■ Short problem ■
Pull out each line in the records below that contains the word "photo", and list those lines.

※ ※ ※

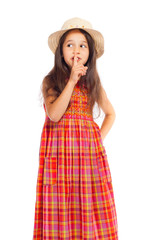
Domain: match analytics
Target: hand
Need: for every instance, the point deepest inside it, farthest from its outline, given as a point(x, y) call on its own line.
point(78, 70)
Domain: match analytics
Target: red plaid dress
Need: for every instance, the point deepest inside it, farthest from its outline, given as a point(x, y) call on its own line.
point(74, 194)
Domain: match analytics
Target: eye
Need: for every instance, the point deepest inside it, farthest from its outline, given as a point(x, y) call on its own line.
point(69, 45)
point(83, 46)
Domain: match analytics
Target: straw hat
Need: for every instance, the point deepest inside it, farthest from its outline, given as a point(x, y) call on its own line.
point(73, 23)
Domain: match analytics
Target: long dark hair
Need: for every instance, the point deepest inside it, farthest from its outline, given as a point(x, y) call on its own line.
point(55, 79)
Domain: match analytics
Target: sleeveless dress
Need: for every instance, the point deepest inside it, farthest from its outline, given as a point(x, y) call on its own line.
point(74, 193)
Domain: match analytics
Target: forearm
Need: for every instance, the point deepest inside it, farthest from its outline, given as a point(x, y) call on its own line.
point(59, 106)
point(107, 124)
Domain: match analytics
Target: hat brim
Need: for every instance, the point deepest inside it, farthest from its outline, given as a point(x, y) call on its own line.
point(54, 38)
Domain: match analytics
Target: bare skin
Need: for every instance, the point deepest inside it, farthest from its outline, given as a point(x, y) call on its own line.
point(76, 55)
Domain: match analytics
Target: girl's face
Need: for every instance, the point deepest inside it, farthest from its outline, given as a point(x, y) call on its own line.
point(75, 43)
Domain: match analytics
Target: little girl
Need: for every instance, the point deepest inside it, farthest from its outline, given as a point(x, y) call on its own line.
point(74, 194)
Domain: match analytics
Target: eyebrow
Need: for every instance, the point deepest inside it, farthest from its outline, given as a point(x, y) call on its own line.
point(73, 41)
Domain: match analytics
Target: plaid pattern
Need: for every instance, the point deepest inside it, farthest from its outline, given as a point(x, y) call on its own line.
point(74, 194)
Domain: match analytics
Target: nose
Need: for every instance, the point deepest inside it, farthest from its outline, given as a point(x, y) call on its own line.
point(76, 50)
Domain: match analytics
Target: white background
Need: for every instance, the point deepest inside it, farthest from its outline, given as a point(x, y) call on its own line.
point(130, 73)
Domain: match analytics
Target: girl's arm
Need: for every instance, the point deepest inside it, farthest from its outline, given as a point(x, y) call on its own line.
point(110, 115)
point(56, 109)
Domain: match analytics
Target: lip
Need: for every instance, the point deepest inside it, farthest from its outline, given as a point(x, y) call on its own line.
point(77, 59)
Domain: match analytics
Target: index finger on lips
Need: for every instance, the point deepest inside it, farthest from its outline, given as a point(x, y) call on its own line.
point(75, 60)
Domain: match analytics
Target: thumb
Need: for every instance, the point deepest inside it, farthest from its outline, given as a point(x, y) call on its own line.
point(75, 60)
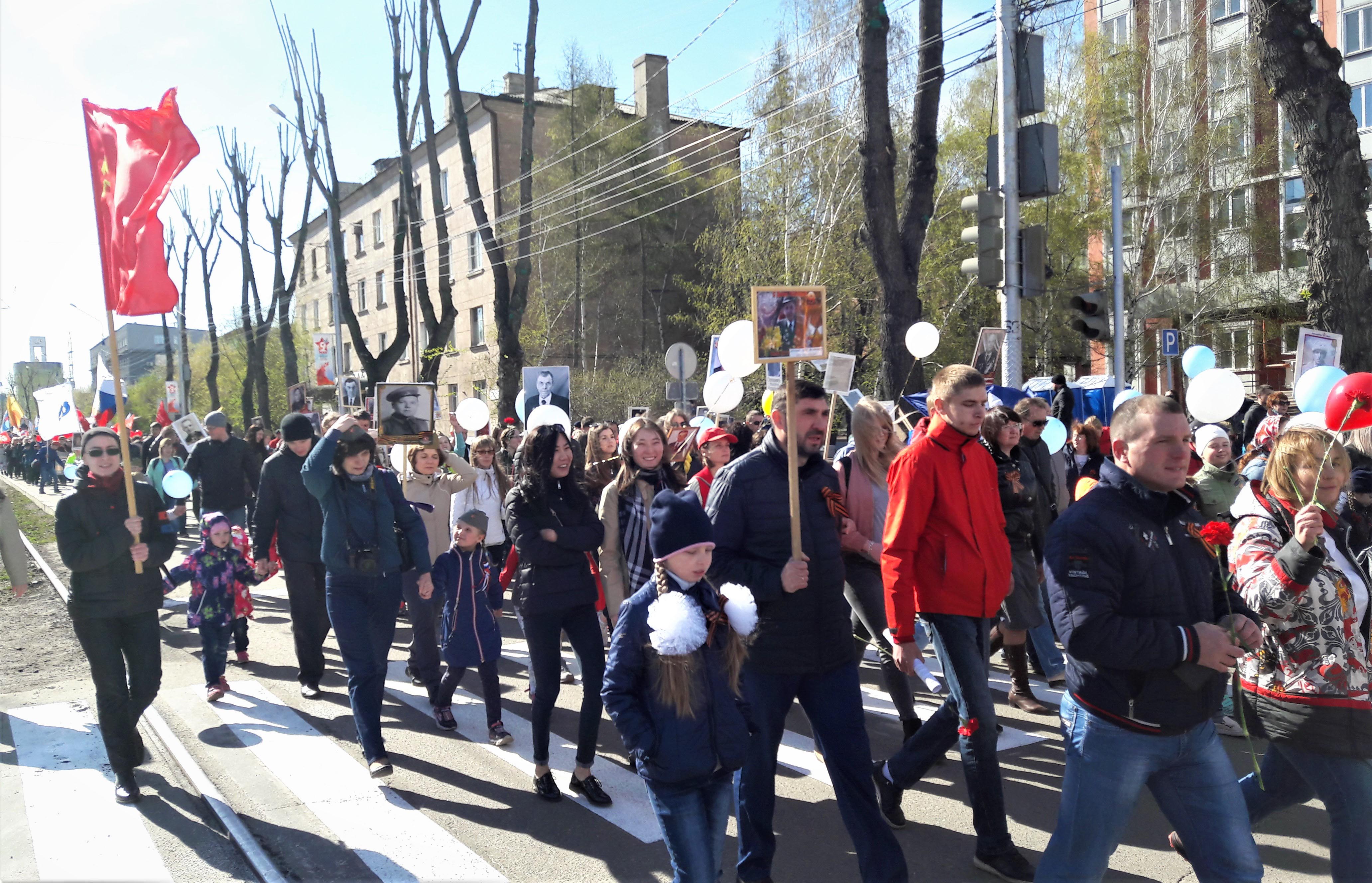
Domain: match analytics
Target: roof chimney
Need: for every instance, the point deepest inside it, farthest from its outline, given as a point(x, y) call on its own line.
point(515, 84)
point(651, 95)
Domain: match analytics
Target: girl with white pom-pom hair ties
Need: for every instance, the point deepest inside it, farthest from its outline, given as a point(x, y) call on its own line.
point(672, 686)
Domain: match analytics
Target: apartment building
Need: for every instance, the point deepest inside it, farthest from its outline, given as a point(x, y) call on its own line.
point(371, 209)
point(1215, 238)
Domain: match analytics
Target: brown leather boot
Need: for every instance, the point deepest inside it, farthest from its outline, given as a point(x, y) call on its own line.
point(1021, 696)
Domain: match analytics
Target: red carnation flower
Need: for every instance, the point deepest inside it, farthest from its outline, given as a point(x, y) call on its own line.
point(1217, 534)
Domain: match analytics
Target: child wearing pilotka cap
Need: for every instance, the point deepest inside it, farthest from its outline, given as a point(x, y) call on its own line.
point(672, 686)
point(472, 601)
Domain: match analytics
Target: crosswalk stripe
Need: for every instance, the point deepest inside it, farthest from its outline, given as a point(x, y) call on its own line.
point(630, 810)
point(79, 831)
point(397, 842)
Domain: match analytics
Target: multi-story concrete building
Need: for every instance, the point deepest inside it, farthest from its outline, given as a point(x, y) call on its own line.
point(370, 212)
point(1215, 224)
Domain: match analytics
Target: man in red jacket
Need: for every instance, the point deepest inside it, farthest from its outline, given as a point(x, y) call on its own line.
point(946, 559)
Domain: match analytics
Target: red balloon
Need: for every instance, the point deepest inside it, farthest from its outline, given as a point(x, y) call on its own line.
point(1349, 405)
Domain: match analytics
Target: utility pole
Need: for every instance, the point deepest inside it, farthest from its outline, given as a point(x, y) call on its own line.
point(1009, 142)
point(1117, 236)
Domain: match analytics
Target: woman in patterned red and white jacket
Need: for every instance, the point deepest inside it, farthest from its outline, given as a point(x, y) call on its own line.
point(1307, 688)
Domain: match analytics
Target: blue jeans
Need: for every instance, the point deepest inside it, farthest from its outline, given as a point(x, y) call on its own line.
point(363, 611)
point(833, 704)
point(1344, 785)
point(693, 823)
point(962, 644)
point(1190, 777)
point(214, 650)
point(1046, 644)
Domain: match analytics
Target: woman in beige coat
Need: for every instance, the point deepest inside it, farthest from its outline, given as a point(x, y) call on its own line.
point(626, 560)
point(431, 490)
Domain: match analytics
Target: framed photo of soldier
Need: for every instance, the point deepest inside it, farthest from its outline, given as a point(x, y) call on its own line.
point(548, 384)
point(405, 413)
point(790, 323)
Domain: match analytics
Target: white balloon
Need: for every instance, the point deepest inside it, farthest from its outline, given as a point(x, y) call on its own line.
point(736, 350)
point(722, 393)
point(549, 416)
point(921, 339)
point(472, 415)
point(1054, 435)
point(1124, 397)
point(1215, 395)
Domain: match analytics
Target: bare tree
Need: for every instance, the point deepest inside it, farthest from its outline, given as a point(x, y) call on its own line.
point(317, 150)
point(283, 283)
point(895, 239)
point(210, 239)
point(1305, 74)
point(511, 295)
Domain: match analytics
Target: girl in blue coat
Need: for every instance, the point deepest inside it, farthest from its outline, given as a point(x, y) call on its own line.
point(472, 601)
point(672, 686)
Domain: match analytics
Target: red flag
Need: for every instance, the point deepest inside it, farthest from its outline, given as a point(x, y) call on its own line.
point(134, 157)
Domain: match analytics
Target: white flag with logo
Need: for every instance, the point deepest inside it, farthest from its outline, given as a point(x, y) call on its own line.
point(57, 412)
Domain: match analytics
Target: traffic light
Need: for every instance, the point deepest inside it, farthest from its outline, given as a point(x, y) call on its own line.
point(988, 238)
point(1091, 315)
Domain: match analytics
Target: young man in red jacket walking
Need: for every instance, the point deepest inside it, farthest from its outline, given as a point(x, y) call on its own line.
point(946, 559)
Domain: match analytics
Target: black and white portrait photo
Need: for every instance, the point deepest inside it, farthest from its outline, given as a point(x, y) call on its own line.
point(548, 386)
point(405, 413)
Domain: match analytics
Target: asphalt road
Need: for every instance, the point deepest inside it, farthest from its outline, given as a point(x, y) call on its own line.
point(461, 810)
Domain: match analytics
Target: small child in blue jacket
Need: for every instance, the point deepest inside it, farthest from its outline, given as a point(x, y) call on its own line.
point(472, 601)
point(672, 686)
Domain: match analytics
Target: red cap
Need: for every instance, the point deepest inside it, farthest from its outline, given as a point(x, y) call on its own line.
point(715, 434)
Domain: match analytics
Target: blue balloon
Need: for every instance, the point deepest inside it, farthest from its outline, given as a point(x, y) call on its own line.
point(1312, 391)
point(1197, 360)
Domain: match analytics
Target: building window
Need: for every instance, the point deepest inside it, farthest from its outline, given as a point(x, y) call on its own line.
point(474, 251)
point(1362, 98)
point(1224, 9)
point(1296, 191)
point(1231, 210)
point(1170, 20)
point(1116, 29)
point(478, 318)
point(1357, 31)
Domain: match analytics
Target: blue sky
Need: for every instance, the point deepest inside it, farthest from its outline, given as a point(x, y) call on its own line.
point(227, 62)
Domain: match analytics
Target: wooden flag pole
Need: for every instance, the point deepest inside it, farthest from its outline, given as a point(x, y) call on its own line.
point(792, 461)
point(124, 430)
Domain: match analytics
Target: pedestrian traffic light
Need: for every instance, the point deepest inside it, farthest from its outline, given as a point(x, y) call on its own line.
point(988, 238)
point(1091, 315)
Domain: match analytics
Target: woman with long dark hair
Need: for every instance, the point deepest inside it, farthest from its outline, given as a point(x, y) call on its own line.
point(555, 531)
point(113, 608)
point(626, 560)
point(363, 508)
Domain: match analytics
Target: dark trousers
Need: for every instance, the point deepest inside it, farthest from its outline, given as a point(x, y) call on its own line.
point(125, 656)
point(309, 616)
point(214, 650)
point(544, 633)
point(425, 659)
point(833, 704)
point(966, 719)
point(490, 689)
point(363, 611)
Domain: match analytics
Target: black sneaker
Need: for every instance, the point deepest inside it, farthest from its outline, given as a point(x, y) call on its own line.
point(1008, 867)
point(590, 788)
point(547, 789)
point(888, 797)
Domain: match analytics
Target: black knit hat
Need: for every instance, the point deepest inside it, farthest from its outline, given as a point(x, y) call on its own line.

※ ※ ※

■ Exercise result ■
Target: framed photo of soldier
Target: black and white portrait photo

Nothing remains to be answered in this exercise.